> **Material for this task**:
^^^^^^^^^^^^^^^^
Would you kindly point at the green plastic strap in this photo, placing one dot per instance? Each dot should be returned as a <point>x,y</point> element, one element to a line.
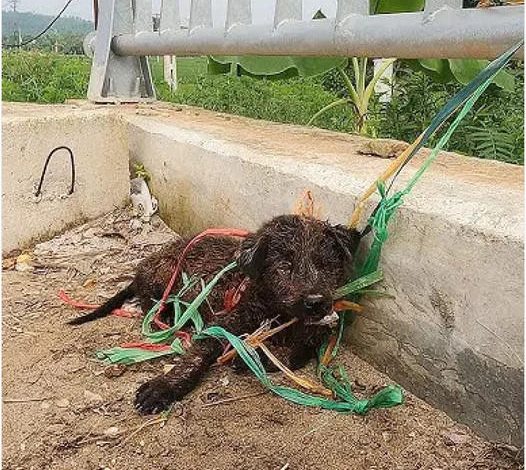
<point>484,78</point>
<point>129,356</point>
<point>390,396</point>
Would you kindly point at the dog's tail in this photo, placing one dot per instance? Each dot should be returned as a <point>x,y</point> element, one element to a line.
<point>105,309</point>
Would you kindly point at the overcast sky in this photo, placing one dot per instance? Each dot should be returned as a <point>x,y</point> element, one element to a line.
<point>262,10</point>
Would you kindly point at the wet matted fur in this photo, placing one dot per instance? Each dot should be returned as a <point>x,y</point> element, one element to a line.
<point>293,265</point>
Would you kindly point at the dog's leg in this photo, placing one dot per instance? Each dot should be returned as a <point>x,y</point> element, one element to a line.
<point>159,393</point>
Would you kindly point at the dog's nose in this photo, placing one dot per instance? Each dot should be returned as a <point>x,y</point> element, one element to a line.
<point>313,299</point>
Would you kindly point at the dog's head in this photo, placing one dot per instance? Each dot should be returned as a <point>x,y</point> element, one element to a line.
<point>298,263</point>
^^^^^^^^^^^^^^^^
> **Exercise**: Could you write out all the records above again, swapping every "Would you kindly" for "Could you please", keeping everything else unchanged and leaving the pictures out?

> **The answer**:
Could you please point at the green plastic strap in this photo, placing one dot per instance? Each dot should be returned as a <point>x,y</point> element, one element to a line.
<point>484,78</point>
<point>129,356</point>
<point>390,396</point>
Could you please point at the dog's tail in this photo, placing one dot per instance? Each dot should be returned as a <point>x,y</point> element, one element to a line.
<point>105,309</point>
Could you please point at the overcast sky in this photo, placing one dot per instance? Each dot should be returned as a <point>x,y</point> element, one element to a line.
<point>262,10</point>
Could you please point at the wet matted fur in this photo, placing one dot per instance? Each dot should be returned as a <point>x,y</point> element, one element to a line.
<point>293,265</point>
Could you please point at the dog's leg in this photo, placing one dot per instance? Each dot should be returned as a <point>x,y</point> element, one element to a line.
<point>159,393</point>
Could you please point at the dog's nose in this photo, placing one dot per instance? Each dot should be returned as a <point>x,y</point> element, one element to a line.
<point>313,299</point>
Could you please point at the dog's head in this photo, placing one dot per instance? Each dot should be returned as a <point>x,y</point> element, one element to a line.
<point>298,263</point>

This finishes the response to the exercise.